** start of Provided entries **
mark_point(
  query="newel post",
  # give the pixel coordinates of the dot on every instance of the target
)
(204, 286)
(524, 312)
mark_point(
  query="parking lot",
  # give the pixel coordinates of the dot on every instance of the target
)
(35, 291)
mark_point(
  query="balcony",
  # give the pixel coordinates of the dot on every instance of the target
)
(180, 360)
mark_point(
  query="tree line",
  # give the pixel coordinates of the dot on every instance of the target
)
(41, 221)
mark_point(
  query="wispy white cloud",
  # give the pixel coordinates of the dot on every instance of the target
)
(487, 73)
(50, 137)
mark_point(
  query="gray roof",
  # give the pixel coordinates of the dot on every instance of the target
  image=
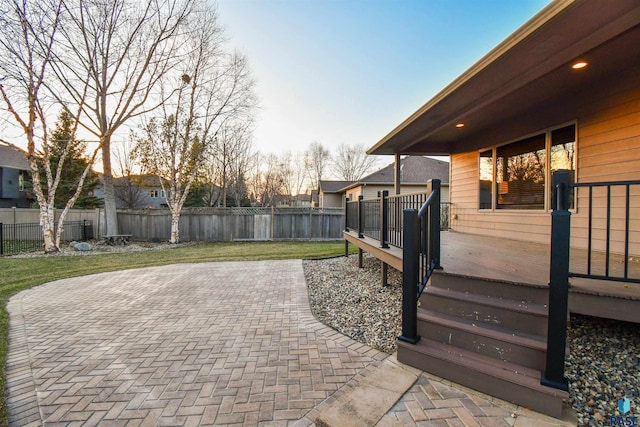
** end of Provided entries **
→ **Exercise objective**: Copy every one of the rows above word for word, but leave the pictures out of your copy.

→ **Solution to the problem**:
mark_point(
  query="newel post",
  # give the pixel coordinates of the dot on every instance of the target
)
(204, 286)
(524, 312)
mark_point(
  query="parking lot",
  # give the pixel coordinates of the dot on every instance of the target
)
(35, 291)
mark_point(
  query="balcony",
  # give the pixel coordinates of the dot on every instance of the target
)
(180, 360)
mark_point(
  query="tree line",
  # give the pixel coordinates of the dot on every instance of the target
)
(41, 221)
mark_point(
  query="wispy white cloud",
  # give the pixel coordinates of the dot on every instance of the target
)
(487, 73)
(50, 137)
mark_point(
  query="gray roof",
  # give the pixel coordinates of the dot on every instance of the target
  image=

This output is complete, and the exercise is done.